→ SOURCE PASSAGE
** BEGIN **
Collision, Spring, Energy Balance

Q. Collision, Spring, Energy Balance

Question. 

Body A, of mass 2kg, has a light spring attached to it as shown in the adjoining figure.

Body B has a mass of 5kg and is initially suspended by a string of length 0.1m. Body A moves with a velocity of 3.5m/s over a frictionless plane directly towards body B as shown in Fig. 1.1. The two bodies undergo an elastic collision, during which the spring on body A is compressed as shown in Fig. 1.2 and then the spring extended. The two bodies separate after collision as shown in Fig. 1.3

i)During the maximum compression, the initial kinetic energy of A is more than the total kinetic energy of A and B. Explain why this is possible.

ii)Find the velocities VA and VB after the collision.

iii)Calculate the tension of the string when B swings through an angle of 30 degrees and reaches point C (Take g=10m/s^2).

Answer .

i)

During the maximum compression, kinetic energy of A is converted into the kinetic energy of B plus potential energy stored in the spring. Thus, kinetic energy of A is zero and of its original kinetic energy only a part is converted into the kinetic energy of B and the balance is stored as the potential energy in the spring. This is the reason why original kinetic energy of A is more than the sum of the kinetic energy of A at maximum compression of the spring (which is zero) and the kinetic energy of B (which is only a part of the kinetic en energy of A).
** END **
→ GIVEN PROBLEM 1
Repeat word for word the part of the collision and spring problem that opens with the words containing "Q. Collision, Spring, Energy" and closes with "this is possible.".
→ GIVEN PROBLEM 2
Pick up the collision and spring problem from the point where it stops, and carry it on.

→ SOURCE DATA
** BEGIN **
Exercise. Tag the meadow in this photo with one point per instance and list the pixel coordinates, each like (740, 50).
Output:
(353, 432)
** END **
→ RIGHT ANSWER 1
Q. Collision, Spring, Energy Balance

Question. 

Body A, of mass 2kg, has a light spring attached to it as shown in the adjoining figure.

Body B has a mass of 5kg and is initially suspended by a string of length 0.1m. Body A moves with a velocity of 3.5m/s over a frictionless plane directly towards body B as shown in Fig. 1.1. The two bodies undergo an elastic collision, during which the spring on body A is compressed as shown in Fig. 1.2 and then the spring extended. The two bodies separate after collision as shown in Fig. 1.3

i)During the maximum compression, the initial kinetic energy of A is more than the total kinetic energy of A and B. Explain why this is possible.

→ RIGHT ANSWER 2
(ii)
By the law of conservation of linear momentum,

2 * 3.5 = 2 * (- VA) + 5 * VB

=> VA = 2.5VB - 3.5 ... ( 1 )

As A moves on frictionless plane and collision is elastic, kinetic energy is also conserved.

=> (1/2) * 2 * (3.5)^2 = (1/2) * 2 * VA^2 + (1/2) * 5 * VB^2

=> 2.5 VB^2 = (3.5)^2 - VA^2

Plugging the value of VA from ( 1 ),

=> 2.5VB^2 = 12.25 - (2.5VB - 3.5)^2

=> 2.5VB^2 = 17.5VB - 6.25VB^2

=> 8.75VB = 17.5

=> VB = 2 m/s.

and VA = 2.5VB - 3.5 = 2.5 * 2 - 3.5 = 1.5 m/s.

(iii)

When B goes to point C, it rises through height, h

= (0.1) (1 - cos30°) and gains PE

= mgh

= 5*10*(0.1)(1 - cos30°) J

= 0.67 J

KE at C = KE at B - 0.67

=> (1/2) * 5 * v^2 = (1/2) * 5 * (2)^2 - 0.67

=> v^2 = 2.68 J

If T = tension in the string, balancing forces radially,

T - mgcos30° = mv^2/r = 5 *2.68/(0.1)

=> Tension, T

= 5*10*cos30° + 5*26.8 N

= 177.3 N.